• [The problem]: What this exercise needs is every entry restated as written, with no pictures.
========
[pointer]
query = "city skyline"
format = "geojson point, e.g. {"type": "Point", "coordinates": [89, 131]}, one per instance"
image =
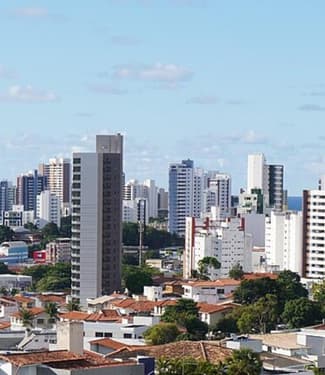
{"type": "Point", "coordinates": [204, 80]}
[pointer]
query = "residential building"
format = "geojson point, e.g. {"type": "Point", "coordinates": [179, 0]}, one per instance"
{"type": "Point", "coordinates": [13, 252]}
{"type": "Point", "coordinates": [58, 173]}
{"type": "Point", "coordinates": [218, 194]}
{"type": "Point", "coordinates": [181, 177]}
{"type": "Point", "coordinates": [283, 241]}
{"type": "Point", "coordinates": [28, 187]}
{"type": "Point", "coordinates": [226, 240]}
{"type": "Point", "coordinates": [97, 219]}
{"type": "Point", "coordinates": [7, 195]}
{"type": "Point", "coordinates": [48, 208]}
{"type": "Point", "coordinates": [268, 178]}
{"type": "Point", "coordinates": [58, 251]}
{"type": "Point", "coordinates": [313, 234]}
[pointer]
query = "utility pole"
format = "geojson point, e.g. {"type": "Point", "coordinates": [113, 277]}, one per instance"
========
• [The completed task]:
[pointer]
query = "city skyline"
format = "geojson point, e.g. {"type": "Point", "coordinates": [89, 131]}, one per instance"
image =
{"type": "Point", "coordinates": [204, 80]}
[pointer]
query = "residential building"
format = "geojson point, e.g. {"type": "Point", "coordinates": [179, 0]}, one per instance"
{"type": "Point", "coordinates": [13, 252]}
{"type": "Point", "coordinates": [58, 173]}
{"type": "Point", "coordinates": [218, 194]}
{"type": "Point", "coordinates": [181, 177]}
{"type": "Point", "coordinates": [283, 241]}
{"type": "Point", "coordinates": [28, 187]}
{"type": "Point", "coordinates": [226, 240]}
{"type": "Point", "coordinates": [97, 219]}
{"type": "Point", "coordinates": [7, 195]}
{"type": "Point", "coordinates": [48, 208]}
{"type": "Point", "coordinates": [268, 178]}
{"type": "Point", "coordinates": [58, 251]}
{"type": "Point", "coordinates": [313, 234]}
[pointer]
query = "utility pole"
format = "geojson point, e.g. {"type": "Point", "coordinates": [113, 277]}, one per instance"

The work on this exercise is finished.